◆ Short task:
Set out the rows below as a Markdown table with the columns No. and Text, one numbered line per table entry and blank lines omitted. Leave the pictures out.

◆ Supplied material:
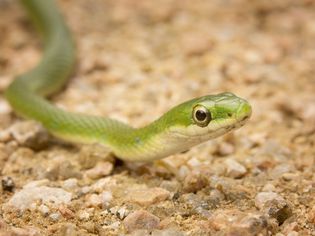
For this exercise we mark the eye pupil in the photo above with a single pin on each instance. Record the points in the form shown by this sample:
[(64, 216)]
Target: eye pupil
[(201, 115)]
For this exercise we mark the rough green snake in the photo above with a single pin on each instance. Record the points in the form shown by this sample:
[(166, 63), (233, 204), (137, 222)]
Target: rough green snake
[(182, 127)]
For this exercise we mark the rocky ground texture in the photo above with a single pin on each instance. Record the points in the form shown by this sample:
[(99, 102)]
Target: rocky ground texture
[(137, 59)]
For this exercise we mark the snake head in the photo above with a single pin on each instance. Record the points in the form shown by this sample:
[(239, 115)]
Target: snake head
[(209, 116)]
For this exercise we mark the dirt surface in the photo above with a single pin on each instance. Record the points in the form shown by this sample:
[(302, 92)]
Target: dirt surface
[(137, 59)]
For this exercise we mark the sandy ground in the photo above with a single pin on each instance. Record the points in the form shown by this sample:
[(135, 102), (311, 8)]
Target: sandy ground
[(137, 59)]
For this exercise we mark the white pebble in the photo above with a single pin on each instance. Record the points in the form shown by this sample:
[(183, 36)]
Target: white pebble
[(234, 169), (55, 216)]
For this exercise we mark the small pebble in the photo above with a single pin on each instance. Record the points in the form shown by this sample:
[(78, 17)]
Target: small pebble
[(7, 184), (70, 184), (141, 219), (24, 199), (83, 215), (43, 209), (101, 169), (194, 182), (148, 196), (234, 169), (274, 205), (55, 216)]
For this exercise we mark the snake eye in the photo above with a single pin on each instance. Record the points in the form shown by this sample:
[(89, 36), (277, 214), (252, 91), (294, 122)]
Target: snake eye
[(201, 116)]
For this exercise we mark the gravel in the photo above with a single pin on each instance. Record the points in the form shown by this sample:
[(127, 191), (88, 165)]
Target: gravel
[(134, 63)]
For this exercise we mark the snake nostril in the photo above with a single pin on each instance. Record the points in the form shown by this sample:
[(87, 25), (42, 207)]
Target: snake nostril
[(245, 118)]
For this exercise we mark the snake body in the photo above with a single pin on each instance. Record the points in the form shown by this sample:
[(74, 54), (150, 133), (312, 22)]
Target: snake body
[(182, 127)]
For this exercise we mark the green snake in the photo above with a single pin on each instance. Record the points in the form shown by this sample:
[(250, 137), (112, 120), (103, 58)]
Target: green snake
[(185, 125)]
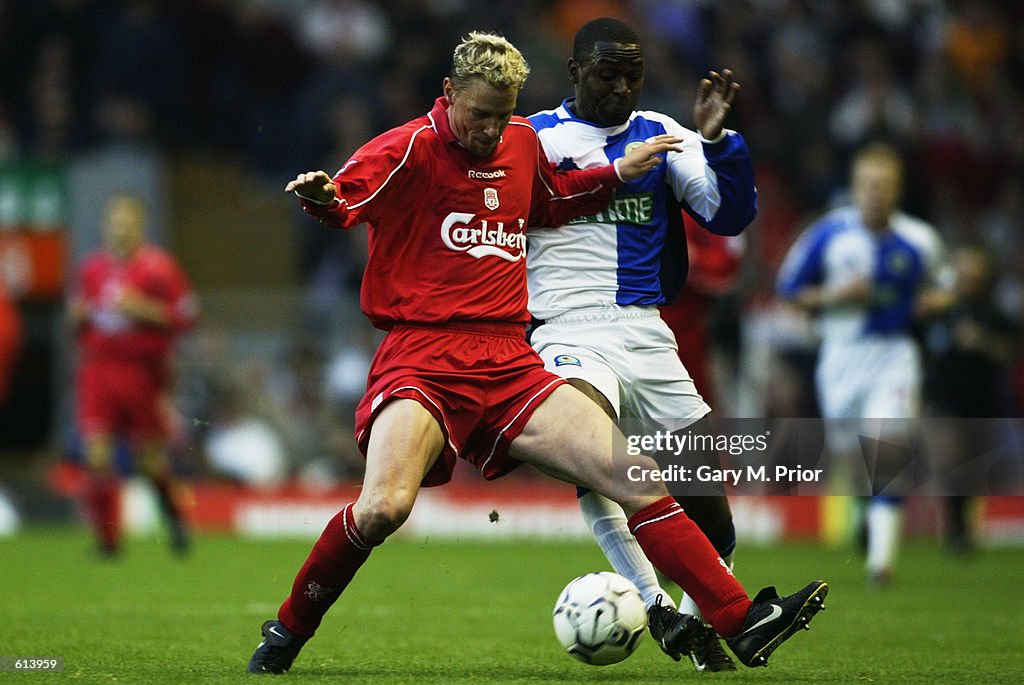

◆ Task solution:
| No. | Text |
|---|---|
| 1 | For this exercise we mark the eye pupil in the photo above with a single pin on each instance. Record the points in the form shown by this sample: |
| 2 | [(64, 216)] |
| 3 | Target: eye pupil |
| 4 | [(201, 115)] |
| 5 | For this exercise we mark the rough green snake in the photo above with a single pin on each instance. Record the points in the form shown by this sample: |
| 6 | [(166, 63), (233, 204), (137, 222)] |
| 7 | Target: rough green snake |
| 8 | [(182, 127)] |
| 9 | For this exercise we mark the rocky ground texture in the photo above with a single pin on each instance. Record the points in the form shown by this sample: |
| 10 | [(99, 102)] |
| 11 | Target: rocky ground texture |
| 12 | [(137, 59)] |
| 13 | For this exercise we mark the snake head in the photo above with a single pin on each instance. Record the points in the form shown by this sample: |
| 14 | [(239, 115)] |
| 15 | Target: snake head |
| 16 | [(209, 116)] |
| 17 | For this exercise we mark the dirt surface in the photo above with a single pin on each instance. Record the points in the form shown by this sample: |
| 18 | [(302, 92)] |
| 19 | Target: dirt surface |
| 20 | [(137, 59)] |
| 21 | For this exercise we mark the sandy ground in the photo above with a single pin on each instance. Record the points in the form shown by this sample: |
| 22 | [(135, 102), (311, 8)] |
| 23 | Target: sandy ground |
| 24 | [(137, 59)] |
| 25 | For this exercise we mark the white pebble in the photo above with a single pin on each instance. Record the points in the form shown by this sample: |
| 26 | [(183, 36)] |
| 27 | Target: white pebble |
| 28 | [(234, 169), (55, 216)] |
| 29 | For this exercise we mark the small pebble in the photo above with a single pin on each instance. Record the points in the form shown by this sample: |
| 30 | [(78, 17)] |
| 31 | Target: small pebble |
| 32 | [(7, 184), (70, 184), (141, 219), (24, 199), (83, 215), (43, 209), (101, 169), (194, 182), (148, 196), (234, 169), (274, 205), (55, 216)] |
| 33 | For this exercise we mark the snake eye in the photo above with a single pin on each instance. Record the points in the form shown by this sample: |
| 34 | [(89, 36), (277, 214), (252, 91), (294, 122)] |
| 35 | Target: snake eye |
| 36 | [(201, 116)] |
| 37 | For this exercise we mark the gravel in the photo above with a single pin on each instance. Record the points in the form shown by this sample: |
| 38 | [(127, 191), (88, 165)] |
| 39 | Target: gravel |
| 40 | [(134, 63)] |
| 41 | For this exercise we mark the snake nostril in the photo above with a single pin on each instance. Record the points in the form shown by this sample: |
| 42 | [(87, 25), (42, 207)] |
| 43 | Target: snake nostril |
| 44 | [(245, 118)] |
| 45 | For this exercise we mark the snake body in the photo above with a single pin on each instance. Record the points in the form shown by this sample: |
| 46 | [(74, 54), (150, 133), (312, 22)] |
| 47 | Target: snake body |
| 48 | [(182, 127)] |
| 49 | For this exercise we mark the green snake in the photo above with a single pin on each instance. Record the points in the form shown by this sample: |
| 50 | [(250, 137), (112, 120), (103, 58)] |
| 51 | Target: green snake |
| 52 | [(185, 125)] |